◆ PARTS OF THE EXERCISE ◆
1. Decide whether each statement below agrees with the Magic of Story news page. Answer yes or no, and quote the words from the page that settle it.
(a) Selin Sevinc's latest feature-length screenplay became a second rounder at the Austin Film Festival screenwriting contest.
(b) Contestants in the Indiepossible screenplay competition can get the writer's services at a 20% discount.
(c) The writer attended the Telluride Mountainfilm Festival.
2. Pick up the Magic of Story news page after its last sentence and keep writing it.

-- START TEXT SECTION --

Second Rounder at Austin Film Festival!
September 20, 2017 11:35 pm
IMPORTANT NEWS UPDATE!!
Magic of Story‘s founder, screenwriter and script analyst Selin Sevinc’s latest feature-length screenplay became a second rounder at Austin Film Festival‘s prestigious screenwriting contest – a recognition given to less than 20% of the entrants.
Her screenplay Off the beaten path is now listed on The Black List! If you are an industry professional registered in The Black List, please read and rate her screenplay.
NEW SERVICE ANNOUNCEMENT!!
We now offer services for screenwriting, co-writing and re-writes in addition to regular script coverage and development services.
Write to us about your project, request writing samples and receive a quote at selin@magicofstory.com
Magic of Story Partners up with Indiepossible!!
October 19, 2015 4:06 pm
Excited to announce: Magic of Story recently partnered up with Indiepossible – a community forum dedicated to promoting news and information about independently produced movies, television and web series.
This year for the first time Indiepossible is leading an international online film festival and screenplay competition. As their in-house script consultant, I will be writing a one-page script coverage for each screenplay competition entry, all included in the submission fee. I look forward to your submissions and can’t wait to share some insights into your stories.
Furthermore, if you are a contestant you can benefit from my services at a 10% discounted rate. Check out Indiepossible for details about the competition and to meet all your independent film needs.
Another new opportunity to note is that all feature length screenplay submissions to Magic of Story that receive a ‘Recommend’ will have the added benefit of getting read by a producer at Aloris Entertainment LLC.
Write to me with any questions at selin@magicofstory.com
Mountainfilm for Everyone
June 20, 2015 3:37 pm
“…how strange it is to risk yourself for a mountain, but how central to the experience is that risk and the fear it brings with it… Life, it frequently seems in the mountains, is more intensely lived the closer one gets to its extinction: we never feel so alive as when we have nearly died.” – Robert MacFarlane, Mountains of the Mind
I had the fortune of attending Telluride Mountainfilm Festival this year. I have been to many film festivals before and although I love documentaries, I thought a festival that primarily concerns itself with mountains might be too limited in scope. I quickly found out that in addition to climbing movies, the film program encompasses all sorts of adventures in nature, manifestations of human effort in any walk of life, environmental and political issues, better yet, ruminations on the future of our Earth and humanity. Still, I thought for a non-climbing, non-skiing indoor creature like myself, it might be too sporty, or too factual, or too dark… I didn’t know a thing.

-- END TEXT SECTION --
-- START DATA LINES --

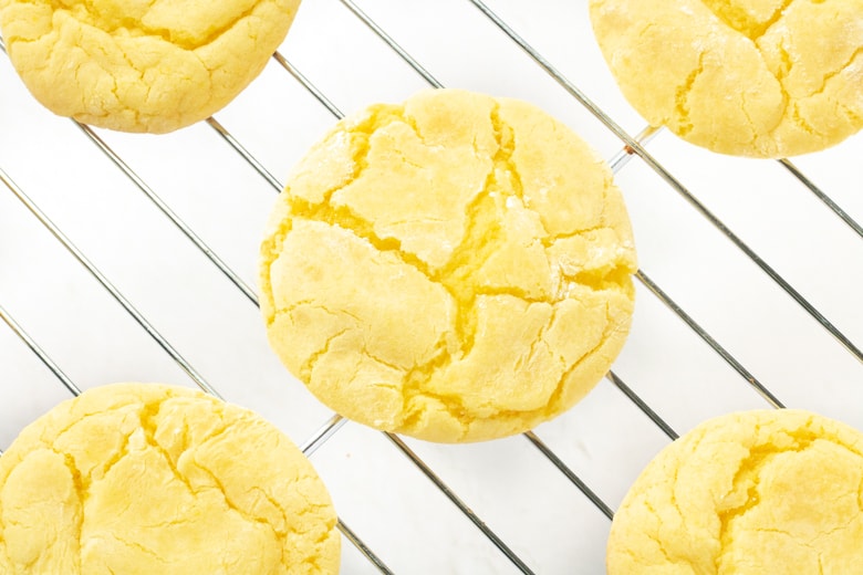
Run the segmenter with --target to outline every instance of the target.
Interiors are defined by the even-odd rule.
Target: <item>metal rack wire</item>
[[[610,164],[615,172],[622,172],[628,165],[630,159],[634,158],[634,161],[641,161],[651,170],[653,170],[667,186],[668,189],[679,195],[686,202],[690,205],[693,210],[704,218],[710,226],[716,228],[728,241],[731,242],[738,250],[740,250],[746,258],[748,258],[755,265],[757,265],[778,288],[790,296],[800,309],[808,314],[811,320],[814,320],[826,333],[829,333],[851,356],[857,362],[863,363],[863,352],[860,347],[836,325],[831,322],[824,314],[822,314],[800,291],[794,289],[789,281],[787,281],[773,266],[771,266],[765,259],[762,259],[756,251],[750,248],[738,234],[717,216],[715,216],[705,203],[699,201],[698,198],[686,187],[680,180],[678,180],[670,170],[657,160],[654,155],[647,150],[648,143],[656,136],[657,130],[655,128],[645,128],[638,135],[632,136],[625,132],[612,117],[603,111],[603,108],[596,103],[592,102],[573,82],[568,80],[555,66],[542,54],[539,53],[528,41],[519,35],[516,30],[510,27],[495,10],[492,10],[487,3],[481,0],[467,0],[479,12],[488,19],[495,27],[497,27],[501,33],[509,38],[516,45],[523,50],[545,73],[548,73],[560,86],[569,93],[573,101],[579,105],[586,108],[593,116],[595,116],[607,130],[616,136],[621,144],[622,149],[610,158]],[[353,0],[340,0],[344,8],[350,11],[355,18],[357,18],[365,27],[367,27],[388,49],[391,49],[399,59],[402,59],[416,74],[418,74],[424,82],[432,87],[443,87],[439,82],[426,67],[424,67],[415,58],[413,58],[402,45],[399,45],[394,38],[387,33],[377,22],[375,22],[360,6]],[[4,52],[6,49],[0,40],[0,49]],[[299,84],[301,84],[314,98],[329,111],[335,118],[343,116],[339,107],[327,98],[327,96],[312,83],[303,73],[301,73],[288,59],[281,53],[277,52],[273,55],[273,60],[287,71]],[[74,121],[73,121],[74,122]],[[279,192],[282,189],[281,182],[264,167],[249,149],[247,149],[238,137],[235,137],[219,121],[211,117],[206,121],[208,126],[236,151],[257,174],[258,176],[274,191]],[[94,146],[96,146],[115,166],[119,169],[125,177],[138,188],[149,201],[162,213],[173,222],[173,224],[237,288],[241,296],[249,300],[254,306],[258,306],[258,299],[252,290],[240,275],[231,269],[202,239],[199,237],[193,228],[184,221],[178,213],[176,213],[166,201],[164,201],[159,195],[138,175],[136,171],[121,157],[118,153],[112,149],[93,129],[85,125],[75,123],[85,138]],[[838,202],[833,201],[823,190],[821,190],[810,178],[808,178],[801,169],[799,169],[791,161],[783,159],[780,160],[781,166],[792,174],[807,189],[809,189],[828,209],[832,210],[840,221],[844,222],[853,232],[860,238],[863,238],[863,229],[861,226],[846,213]],[[7,172],[7,169],[11,169],[9,166],[2,165],[2,158],[0,157],[0,180],[4,187],[31,212],[31,215],[39,220],[39,222],[53,234],[53,237],[74,257],[77,262],[86,269],[86,271],[104,288],[121,306],[128,313],[146,332],[146,334],[153,338],[188,376],[195,381],[202,390],[212,394],[217,397],[221,397],[219,391],[210,385],[204,376],[196,370],[195,367],[187,360],[168,339],[150,323],[144,314],[142,314],[135,305],[118,290],[112,281],[103,274],[100,269],[87,258],[87,255],[80,250],[73,241],[66,237],[58,224],[52,221],[49,216],[42,211],[33,199],[19,187],[13,178]],[[731,369],[734,369],[744,380],[750,386],[763,400],[776,408],[784,407],[783,402],[762,384],[752,373],[747,369],[735,355],[732,355],[725,346],[722,346],[716,337],[714,337],[705,327],[703,327],[689,313],[687,313],[682,305],[673,300],[665,290],[663,290],[656,281],[652,279],[643,269],[638,270],[635,275],[637,282],[648,293],[657,299],[667,310],[675,314],[680,321],[683,321],[698,338],[700,338],[707,346],[713,349],[718,357],[721,358]],[[39,346],[35,339],[20,325],[9,311],[2,307],[2,301],[0,301],[0,317],[8,324],[8,326],[18,335],[18,337],[34,353],[39,359],[51,370],[56,379],[73,395],[80,393],[80,388],[72,379],[66,376],[62,368],[51,358],[51,356]],[[675,429],[663,418],[659,414],[653,409],[647,401],[645,401],[636,391],[624,383],[614,372],[607,374],[607,380],[625,396],[632,405],[638,409],[645,417],[647,417],[655,426],[664,433],[668,439],[675,439],[677,432]],[[315,431],[305,442],[302,443],[302,450],[312,456],[321,446],[330,441],[339,431],[345,426],[345,420],[337,415],[333,415],[324,421],[318,431]],[[496,530],[492,530],[489,524],[484,521],[476,513],[471,506],[459,496],[456,491],[450,488],[444,479],[436,473],[430,464],[428,464],[423,457],[417,454],[415,449],[406,443],[402,438],[385,433],[386,439],[392,446],[399,451],[404,457],[409,460],[419,472],[422,472],[430,482],[439,490],[449,501],[481,532],[481,534],[497,547],[497,550],[511,563],[511,565],[521,573],[534,573],[536,568],[531,567],[530,561],[522,557],[513,546],[505,542]],[[583,495],[599,510],[603,515],[609,519],[613,518],[613,508],[605,502],[589,484],[584,481],[572,468],[564,462],[564,458],[560,457],[555,450],[540,437],[533,432],[524,433],[524,439],[532,446],[545,460],[553,466],[572,487],[578,489]],[[355,546],[358,552],[370,562],[374,568],[381,573],[393,573],[393,571],[386,565],[385,558],[378,556],[370,545],[367,545],[362,539],[361,533],[356,533],[351,530],[344,521],[340,518],[339,527],[344,534],[345,539]]]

-- END DATA LINES --

◆ ANSWERS TO THE EXERCISE ◆
1.
(a) Yes: "Selin Sevinc’s latest feature-length screenplay became a second rounder at Austin Film Festival‘s prestigious screenwriting contest"
(b) No: "you can benefit from my services at a 10% discounted rate"
(c) Yes: "I had the fortune of attending Telluride Mountainfilm Festival this year."

2.
The day before we arrived in Telluride, my husband, who lived the life of a climbing bum for a decade himself, announced that Dean Potter had just died. “Who’s that?” I asked. That’s how clueless I was. Dean happened to be one of the most innovative and influential climbers of his generation, a long-time friend to Mountainfilm, and simply a truly luminous soul. He died flying into his favorite place on Earth, the Yosemite Valley. My husband had just taken me to Yosemite a few weeks before the festival and now those incredible peaks had a new meaning for me – death.
As it is my nature, I blamed those rocks for alluring so many wonderful people to engage in such deadly love affairs with them. I don’t know what it was about Dean Potter’s death that so captivated me, but the whole festival weekend felt like a mental and emotional investigation into the reasons why humans go to such great lengths to experience being in nature.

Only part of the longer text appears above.